= Arturo Varvelli =

Italian political scientist

Arturo Varvelli (Turin, 1976) is a political scientist and senior policy fellow at the European Council on Foreign Relations (EFCR).

==Biography==
Varvelli graduated in Political Science from the University of Milan. In 2006 he earned a PhD in International History at the University of Milan, where he worked also as a lecturer in History of International Relations. In 2007, he began his career as a post-doctoral fellow at CRT Foundation in Turin.

He is expert on Italian-Libyan relations, Libyan domestic and foreign politics, and Italian foreign policy in the Mediterranean region, having published three books on these topics. Varvelli is also editor-in-chief of some ISPI online publications providing scenarios on international politics. He is also a member of the international networks "ArabTrans – Political and Social Transformations in the Arab World" and "GR:EEN - Global re-ordering", large-scale integrated FP7 research projects funded by the European Commission. He also takes part in research projects commissioned by the research office of the Italian Chamber of Representatives and Senate as well as the Italian Ministry of Foreign Affairs.

-- -- --

- _Set task 1_
In the biography above, where did Varvelli start his career as a post-doctoral fellow in 2007?

-- -- --

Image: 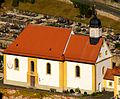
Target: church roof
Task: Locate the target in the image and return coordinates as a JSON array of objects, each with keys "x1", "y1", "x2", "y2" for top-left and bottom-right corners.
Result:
[
  {"x1": 4, "y1": 25, "x2": 103, "y2": 63},
  {"x1": 104, "y1": 67, "x2": 120, "y2": 80},
  {"x1": 65, "y1": 35, "x2": 102, "y2": 63},
  {"x1": 4, "y1": 25, "x2": 71, "y2": 60}
]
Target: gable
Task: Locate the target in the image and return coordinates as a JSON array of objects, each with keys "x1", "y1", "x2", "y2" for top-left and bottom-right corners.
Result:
[{"x1": 4, "y1": 25, "x2": 70, "y2": 60}]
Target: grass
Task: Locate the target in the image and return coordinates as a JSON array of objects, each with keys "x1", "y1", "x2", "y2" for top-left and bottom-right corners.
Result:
[{"x1": 1, "y1": 0, "x2": 120, "y2": 33}]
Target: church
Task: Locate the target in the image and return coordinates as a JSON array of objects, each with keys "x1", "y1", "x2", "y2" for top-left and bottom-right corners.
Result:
[{"x1": 4, "y1": 14, "x2": 112, "y2": 93}]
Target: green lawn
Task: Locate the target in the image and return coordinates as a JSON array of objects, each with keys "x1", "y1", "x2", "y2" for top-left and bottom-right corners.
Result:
[{"x1": 4, "y1": 0, "x2": 120, "y2": 33}]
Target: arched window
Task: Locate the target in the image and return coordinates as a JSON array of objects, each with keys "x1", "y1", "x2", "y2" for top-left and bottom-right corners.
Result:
[
  {"x1": 75, "y1": 66, "x2": 80, "y2": 77},
  {"x1": 30, "y1": 61, "x2": 34, "y2": 72},
  {"x1": 14, "y1": 58, "x2": 19, "y2": 70},
  {"x1": 105, "y1": 50, "x2": 108, "y2": 55},
  {"x1": 47, "y1": 63, "x2": 51, "y2": 74},
  {"x1": 102, "y1": 66, "x2": 105, "y2": 74}
]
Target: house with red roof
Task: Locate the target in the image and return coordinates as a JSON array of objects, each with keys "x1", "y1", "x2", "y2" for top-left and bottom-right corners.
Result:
[{"x1": 4, "y1": 14, "x2": 112, "y2": 93}]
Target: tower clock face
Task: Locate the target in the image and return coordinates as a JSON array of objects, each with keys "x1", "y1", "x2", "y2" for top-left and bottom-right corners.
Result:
[{"x1": 7, "y1": 62, "x2": 13, "y2": 69}]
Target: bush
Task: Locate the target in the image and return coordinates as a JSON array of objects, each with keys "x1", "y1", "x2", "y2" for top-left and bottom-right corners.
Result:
[{"x1": 70, "y1": 89, "x2": 75, "y2": 93}]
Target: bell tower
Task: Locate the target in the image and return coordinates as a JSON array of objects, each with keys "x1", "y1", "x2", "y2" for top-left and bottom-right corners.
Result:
[{"x1": 89, "y1": 6, "x2": 102, "y2": 45}]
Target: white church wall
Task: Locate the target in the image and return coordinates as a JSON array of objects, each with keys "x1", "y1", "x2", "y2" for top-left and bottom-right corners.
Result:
[
  {"x1": 6, "y1": 55, "x2": 28, "y2": 82},
  {"x1": 67, "y1": 62, "x2": 92, "y2": 90},
  {"x1": 37, "y1": 59, "x2": 59, "y2": 87}
]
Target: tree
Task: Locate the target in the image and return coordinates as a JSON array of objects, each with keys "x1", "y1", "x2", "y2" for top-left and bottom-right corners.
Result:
[{"x1": 0, "y1": 0, "x2": 5, "y2": 8}]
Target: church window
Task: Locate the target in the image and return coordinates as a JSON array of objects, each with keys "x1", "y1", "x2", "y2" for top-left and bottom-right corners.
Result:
[
  {"x1": 118, "y1": 90, "x2": 120, "y2": 95},
  {"x1": 14, "y1": 58, "x2": 19, "y2": 70},
  {"x1": 102, "y1": 66, "x2": 105, "y2": 74},
  {"x1": 30, "y1": 61, "x2": 34, "y2": 72},
  {"x1": 105, "y1": 50, "x2": 108, "y2": 55},
  {"x1": 47, "y1": 63, "x2": 51, "y2": 74},
  {"x1": 109, "y1": 82, "x2": 112, "y2": 87},
  {"x1": 118, "y1": 78, "x2": 120, "y2": 85},
  {"x1": 75, "y1": 66, "x2": 80, "y2": 77}
]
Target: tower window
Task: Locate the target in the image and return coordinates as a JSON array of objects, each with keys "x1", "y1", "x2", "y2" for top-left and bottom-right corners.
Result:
[
  {"x1": 75, "y1": 66, "x2": 80, "y2": 77},
  {"x1": 102, "y1": 66, "x2": 105, "y2": 75},
  {"x1": 47, "y1": 63, "x2": 51, "y2": 74},
  {"x1": 15, "y1": 58, "x2": 19, "y2": 70},
  {"x1": 30, "y1": 61, "x2": 34, "y2": 72}
]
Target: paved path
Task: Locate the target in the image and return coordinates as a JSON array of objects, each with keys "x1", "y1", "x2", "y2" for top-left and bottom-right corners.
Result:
[{"x1": 0, "y1": 80, "x2": 114, "y2": 99}]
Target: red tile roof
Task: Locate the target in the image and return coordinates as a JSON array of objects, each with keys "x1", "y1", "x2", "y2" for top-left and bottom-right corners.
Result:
[
  {"x1": 4, "y1": 25, "x2": 71, "y2": 60},
  {"x1": 4, "y1": 25, "x2": 103, "y2": 63},
  {"x1": 104, "y1": 67, "x2": 120, "y2": 80},
  {"x1": 65, "y1": 35, "x2": 103, "y2": 63}
]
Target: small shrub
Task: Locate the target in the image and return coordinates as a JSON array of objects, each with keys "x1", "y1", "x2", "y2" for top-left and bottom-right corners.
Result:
[
  {"x1": 91, "y1": 92, "x2": 96, "y2": 96},
  {"x1": 63, "y1": 89, "x2": 69, "y2": 94},
  {"x1": 70, "y1": 89, "x2": 75, "y2": 94},
  {"x1": 83, "y1": 91, "x2": 88, "y2": 96}
]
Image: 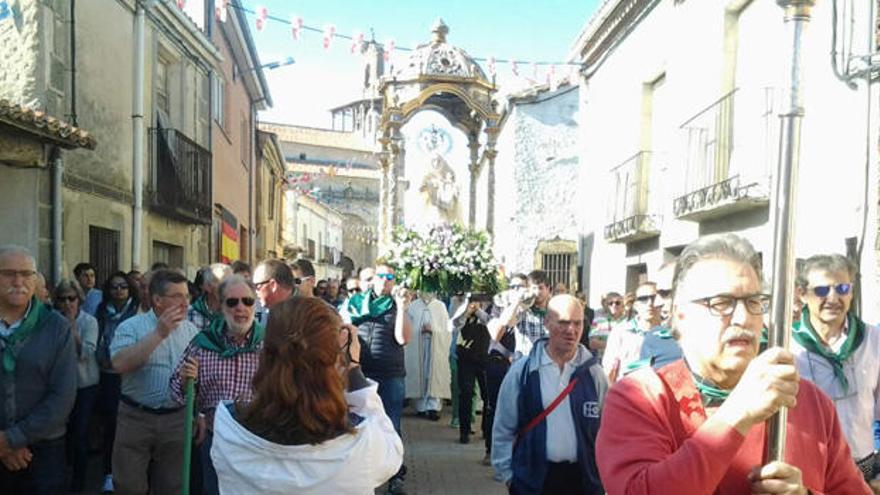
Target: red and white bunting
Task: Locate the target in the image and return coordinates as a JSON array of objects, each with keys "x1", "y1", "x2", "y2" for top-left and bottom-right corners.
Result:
[
  {"x1": 382, "y1": 39, "x2": 395, "y2": 62},
  {"x1": 214, "y1": 0, "x2": 229, "y2": 22},
  {"x1": 351, "y1": 31, "x2": 364, "y2": 54},
  {"x1": 324, "y1": 24, "x2": 336, "y2": 50},
  {"x1": 290, "y1": 15, "x2": 303, "y2": 40},
  {"x1": 254, "y1": 7, "x2": 269, "y2": 31}
]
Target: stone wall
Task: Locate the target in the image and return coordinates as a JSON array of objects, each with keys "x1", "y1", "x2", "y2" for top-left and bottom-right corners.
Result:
[
  {"x1": 495, "y1": 87, "x2": 593, "y2": 273},
  {"x1": 0, "y1": 0, "x2": 45, "y2": 108}
]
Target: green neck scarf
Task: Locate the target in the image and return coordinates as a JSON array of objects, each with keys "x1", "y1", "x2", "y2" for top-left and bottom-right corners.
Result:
[
  {"x1": 684, "y1": 359, "x2": 731, "y2": 407},
  {"x1": 0, "y1": 297, "x2": 47, "y2": 374},
  {"x1": 193, "y1": 316, "x2": 265, "y2": 359},
  {"x1": 348, "y1": 290, "x2": 394, "y2": 325},
  {"x1": 654, "y1": 326, "x2": 672, "y2": 340},
  {"x1": 791, "y1": 306, "x2": 865, "y2": 393},
  {"x1": 193, "y1": 294, "x2": 219, "y2": 321}
]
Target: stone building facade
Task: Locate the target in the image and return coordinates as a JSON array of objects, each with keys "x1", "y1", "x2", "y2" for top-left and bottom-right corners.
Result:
[
  {"x1": 496, "y1": 83, "x2": 584, "y2": 290},
  {"x1": 253, "y1": 131, "x2": 284, "y2": 260},
  {"x1": 571, "y1": 0, "x2": 880, "y2": 321},
  {"x1": 0, "y1": 0, "x2": 269, "y2": 279},
  {"x1": 211, "y1": 0, "x2": 272, "y2": 262},
  {"x1": 260, "y1": 123, "x2": 379, "y2": 270}
]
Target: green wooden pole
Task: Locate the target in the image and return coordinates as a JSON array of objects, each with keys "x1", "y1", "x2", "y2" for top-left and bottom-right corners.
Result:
[{"x1": 181, "y1": 380, "x2": 196, "y2": 495}]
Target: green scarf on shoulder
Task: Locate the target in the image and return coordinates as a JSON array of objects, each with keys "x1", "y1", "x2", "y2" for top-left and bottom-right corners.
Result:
[
  {"x1": 193, "y1": 316, "x2": 266, "y2": 359},
  {"x1": 684, "y1": 359, "x2": 731, "y2": 407},
  {"x1": 346, "y1": 290, "x2": 394, "y2": 326},
  {"x1": 0, "y1": 297, "x2": 48, "y2": 374},
  {"x1": 791, "y1": 306, "x2": 865, "y2": 393},
  {"x1": 193, "y1": 294, "x2": 220, "y2": 321}
]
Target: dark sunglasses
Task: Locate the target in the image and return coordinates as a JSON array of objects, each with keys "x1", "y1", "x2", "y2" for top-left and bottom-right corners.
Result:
[
  {"x1": 812, "y1": 284, "x2": 852, "y2": 297},
  {"x1": 224, "y1": 297, "x2": 256, "y2": 308}
]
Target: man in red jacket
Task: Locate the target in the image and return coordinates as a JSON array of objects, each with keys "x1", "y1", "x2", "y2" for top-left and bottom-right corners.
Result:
[{"x1": 596, "y1": 234, "x2": 871, "y2": 495}]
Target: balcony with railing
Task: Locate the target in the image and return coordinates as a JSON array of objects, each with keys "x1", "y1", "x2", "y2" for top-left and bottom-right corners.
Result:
[
  {"x1": 147, "y1": 128, "x2": 212, "y2": 225},
  {"x1": 672, "y1": 88, "x2": 780, "y2": 221},
  {"x1": 605, "y1": 151, "x2": 661, "y2": 242}
]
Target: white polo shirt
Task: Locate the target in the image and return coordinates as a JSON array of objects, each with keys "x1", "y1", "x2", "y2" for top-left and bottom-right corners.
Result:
[{"x1": 791, "y1": 325, "x2": 880, "y2": 459}]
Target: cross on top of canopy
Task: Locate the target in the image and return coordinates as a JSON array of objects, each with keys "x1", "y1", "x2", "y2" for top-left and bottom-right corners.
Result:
[{"x1": 380, "y1": 19, "x2": 498, "y2": 135}]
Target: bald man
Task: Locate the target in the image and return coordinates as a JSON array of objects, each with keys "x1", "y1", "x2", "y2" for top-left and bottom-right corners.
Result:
[{"x1": 492, "y1": 294, "x2": 608, "y2": 494}]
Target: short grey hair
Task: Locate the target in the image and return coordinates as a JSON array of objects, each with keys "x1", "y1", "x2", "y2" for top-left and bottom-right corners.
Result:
[
  {"x1": 0, "y1": 244, "x2": 37, "y2": 270},
  {"x1": 672, "y1": 234, "x2": 763, "y2": 292},
  {"x1": 202, "y1": 263, "x2": 232, "y2": 285},
  {"x1": 797, "y1": 254, "x2": 859, "y2": 289},
  {"x1": 217, "y1": 275, "x2": 256, "y2": 299},
  {"x1": 52, "y1": 278, "x2": 86, "y2": 304}
]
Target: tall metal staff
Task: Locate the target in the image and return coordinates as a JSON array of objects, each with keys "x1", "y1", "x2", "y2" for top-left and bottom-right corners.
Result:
[{"x1": 766, "y1": 0, "x2": 816, "y2": 461}]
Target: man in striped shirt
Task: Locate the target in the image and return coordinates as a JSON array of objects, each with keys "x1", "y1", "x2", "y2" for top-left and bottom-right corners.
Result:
[{"x1": 171, "y1": 275, "x2": 263, "y2": 495}]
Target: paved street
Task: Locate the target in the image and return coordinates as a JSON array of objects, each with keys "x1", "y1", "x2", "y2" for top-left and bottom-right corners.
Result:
[{"x1": 376, "y1": 407, "x2": 506, "y2": 495}]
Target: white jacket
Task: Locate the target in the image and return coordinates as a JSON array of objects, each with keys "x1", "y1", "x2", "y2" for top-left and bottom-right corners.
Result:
[{"x1": 211, "y1": 381, "x2": 403, "y2": 495}]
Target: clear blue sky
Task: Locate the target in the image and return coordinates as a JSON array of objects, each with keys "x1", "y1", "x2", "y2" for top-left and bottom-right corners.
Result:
[{"x1": 242, "y1": 0, "x2": 600, "y2": 127}]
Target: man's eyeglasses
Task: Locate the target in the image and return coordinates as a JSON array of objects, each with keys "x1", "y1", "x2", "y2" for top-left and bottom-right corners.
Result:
[
  {"x1": 0, "y1": 269, "x2": 37, "y2": 278},
  {"x1": 692, "y1": 294, "x2": 770, "y2": 316},
  {"x1": 224, "y1": 297, "x2": 256, "y2": 308},
  {"x1": 636, "y1": 294, "x2": 657, "y2": 304},
  {"x1": 810, "y1": 284, "x2": 852, "y2": 297}
]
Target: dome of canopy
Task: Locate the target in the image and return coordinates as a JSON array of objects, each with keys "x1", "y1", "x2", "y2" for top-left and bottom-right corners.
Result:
[{"x1": 392, "y1": 19, "x2": 490, "y2": 84}]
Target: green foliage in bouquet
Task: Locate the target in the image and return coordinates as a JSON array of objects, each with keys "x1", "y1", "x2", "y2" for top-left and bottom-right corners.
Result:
[{"x1": 386, "y1": 224, "x2": 504, "y2": 295}]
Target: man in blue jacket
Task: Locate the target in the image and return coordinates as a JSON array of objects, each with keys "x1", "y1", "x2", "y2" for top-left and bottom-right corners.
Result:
[
  {"x1": 0, "y1": 246, "x2": 77, "y2": 495},
  {"x1": 492, "y1": 294, "x2": 608, "y2": 495}
]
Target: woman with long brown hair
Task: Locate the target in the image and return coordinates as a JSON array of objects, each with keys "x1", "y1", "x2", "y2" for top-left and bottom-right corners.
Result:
[{"x1": 211, "y1": 297, "x2": 403, "y2": 494}]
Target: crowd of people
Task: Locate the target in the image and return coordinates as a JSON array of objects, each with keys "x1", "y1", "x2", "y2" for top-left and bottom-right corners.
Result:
[{"x1": 0, "y1": 234, "x2": 880, "y2": 495}]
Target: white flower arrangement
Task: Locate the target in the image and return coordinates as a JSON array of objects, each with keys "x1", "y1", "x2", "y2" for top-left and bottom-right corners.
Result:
[{"x1": 387, "y1": 223, "x2": 499, "y2": 295}]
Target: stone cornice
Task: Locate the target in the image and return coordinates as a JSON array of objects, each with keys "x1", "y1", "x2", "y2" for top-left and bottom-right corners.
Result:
[{"x1": 569, "y1": 0, "x2": 656, "y2": 67}]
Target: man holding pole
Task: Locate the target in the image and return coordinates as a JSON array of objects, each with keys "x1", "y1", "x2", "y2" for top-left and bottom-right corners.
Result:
[
  {"x1": 596, "y1": 234, "x2": 871, "y2": 494},
  {"x1": 110, "y1": 270, "x2": 199, "y2": 495}
]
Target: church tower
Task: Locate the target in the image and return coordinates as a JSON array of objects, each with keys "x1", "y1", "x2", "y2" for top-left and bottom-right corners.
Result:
[{"x1": 361, "y1": 39, "x2": 385, "y2": 98}]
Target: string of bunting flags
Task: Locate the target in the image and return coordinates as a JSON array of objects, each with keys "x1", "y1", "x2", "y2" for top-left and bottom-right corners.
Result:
[{"x1": 184, "y1": 0, "x2": 582, "y2": 85}]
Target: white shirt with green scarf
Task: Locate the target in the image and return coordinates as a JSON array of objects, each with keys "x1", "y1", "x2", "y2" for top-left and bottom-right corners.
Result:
[{"x1": 791, "y1": 318, "x2": 880, "y2": 459}]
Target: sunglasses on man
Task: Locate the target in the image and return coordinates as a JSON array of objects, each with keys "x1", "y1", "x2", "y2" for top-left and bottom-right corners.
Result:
[
  {"x1": 224, "y1": 297, "x2": 256, "y2": 308},
  {"x1": 810, "y1": 284, "x2": 852, "y2": 297}
]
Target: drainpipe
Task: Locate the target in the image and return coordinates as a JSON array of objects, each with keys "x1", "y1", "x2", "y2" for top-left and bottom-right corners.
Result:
[
  {"x1": 247, "y1": 102, "x2": 257, "y2": 265},
  {"x1": 50, "y1": 147, "x2": 64, "y2": 284},
  {"x1": 131, "y1": 2, "x2": 146, "y2": 270}
]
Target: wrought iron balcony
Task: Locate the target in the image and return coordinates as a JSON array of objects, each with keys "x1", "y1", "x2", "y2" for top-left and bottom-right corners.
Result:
[
  {"x1": 148, "y1": 128, "x2": 212, "y2": 225},
  {"x1": 672, "y1": 175, "x2": 770, "y2": 221},
  {"x1": 605, "y1": 151, "x2": 661, "y2": 242},
  {"x1": 605, "y1": 215, "x2": 662, "y2": 242},
  {"x1": 672, "y1": 88, "x2": 780, "y2": 221}
]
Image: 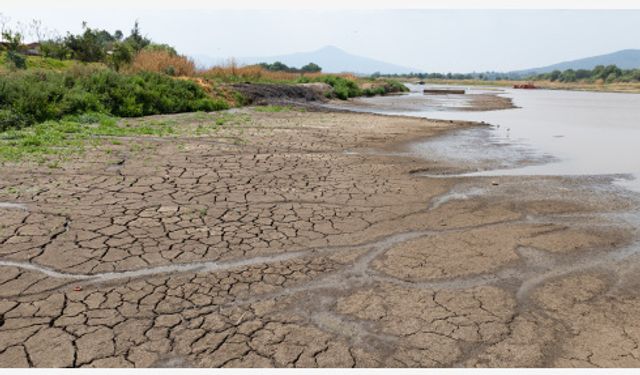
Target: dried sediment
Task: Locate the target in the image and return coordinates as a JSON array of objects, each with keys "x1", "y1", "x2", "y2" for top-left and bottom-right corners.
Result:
[{"x1": 0, "y1": 110, "x2": 640, "y2": 367}]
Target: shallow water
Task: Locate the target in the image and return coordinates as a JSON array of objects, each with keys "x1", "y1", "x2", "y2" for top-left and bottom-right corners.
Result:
[{"x1": 348, "y1": 85, "x2": 640, "y2": 191}]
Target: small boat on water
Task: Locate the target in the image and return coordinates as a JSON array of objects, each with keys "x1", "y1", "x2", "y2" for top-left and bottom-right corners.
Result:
[
  {"x1": 513, "y1": 82, "x2": 537, "y2": 89},
  {"x1": 422, "y1": 89, "x2": 465, "y2": 95}
]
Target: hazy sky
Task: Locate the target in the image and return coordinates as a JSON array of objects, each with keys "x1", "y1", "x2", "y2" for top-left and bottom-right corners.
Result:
[{"x1": 0, "y1": 7, "x2": 640, "y2": 72}]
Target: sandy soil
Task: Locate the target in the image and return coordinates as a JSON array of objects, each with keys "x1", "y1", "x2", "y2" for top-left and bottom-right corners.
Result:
[
  {"x1": 0, "y1": 110, "x2": 640, "y2": 367},
  {"x1": 329, "y1": 94, "x2": 514, "y2": 112}
]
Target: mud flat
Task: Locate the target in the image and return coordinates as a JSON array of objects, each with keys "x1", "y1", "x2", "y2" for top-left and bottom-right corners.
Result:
[{"x1": 0, "y1": 105, "x2": 640, "y2": 367}]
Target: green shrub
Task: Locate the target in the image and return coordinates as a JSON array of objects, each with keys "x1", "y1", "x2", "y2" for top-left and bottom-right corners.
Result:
[
  {"x1": 0, "y1": 69, "x2": 228, "y2": 128},
  {"x1": 320, "y1": 76, "x2": 362, "y2": 100}
]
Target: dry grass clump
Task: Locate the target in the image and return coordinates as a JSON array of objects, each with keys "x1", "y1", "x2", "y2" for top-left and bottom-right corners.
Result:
[
  {"x1": 128, "y1": 50, "x2": 196, "y2": 77},
  {"x1": 202, "y1": 59, "x2": 322, "y2": 82}
]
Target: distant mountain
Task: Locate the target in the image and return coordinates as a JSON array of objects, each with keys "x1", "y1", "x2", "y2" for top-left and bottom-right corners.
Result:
[
  {"x1": 510, "y1": 49, "x2": 640, "y2": 76},
  {"x1": 193, "y1": 46, "x2": 420, "y2": 74}
]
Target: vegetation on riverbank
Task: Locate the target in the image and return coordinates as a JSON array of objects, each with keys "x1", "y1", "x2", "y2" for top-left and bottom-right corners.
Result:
[{"x1": 0, "y1": 17, "x2": 406, "y2": 137}]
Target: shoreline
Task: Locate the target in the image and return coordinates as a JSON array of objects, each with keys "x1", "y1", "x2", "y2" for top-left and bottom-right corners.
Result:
[{"x1": 0, "y1": 108, "x2": 640, "y2": 367}]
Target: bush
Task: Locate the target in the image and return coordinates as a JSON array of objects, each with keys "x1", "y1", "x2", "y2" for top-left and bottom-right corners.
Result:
[
  {"x1": 0, "y1": 69, "x2": 228, "y2": 129},
  {"x1": 320, "y1": 76, "x2": 362, "y2": 100},
  {"x1": 128, "y1": 49, "x2": 196, "y2": 76}
]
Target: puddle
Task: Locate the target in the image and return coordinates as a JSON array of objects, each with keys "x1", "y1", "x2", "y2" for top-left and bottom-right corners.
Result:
[
  {"x1": 342, "y1": 85, "x2": 640, "y2": 192},
  {"x1": 0, "y1": 202, "x2": 27, "y2": 210}
]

-- -- --

- _Set task 2_
Pull out every line of the entries above that contains the string "grass".

- _Solution 1_
At the CRT Foundation in Turin.

- _Solution 2_
Target: grass
Target: dry grass clump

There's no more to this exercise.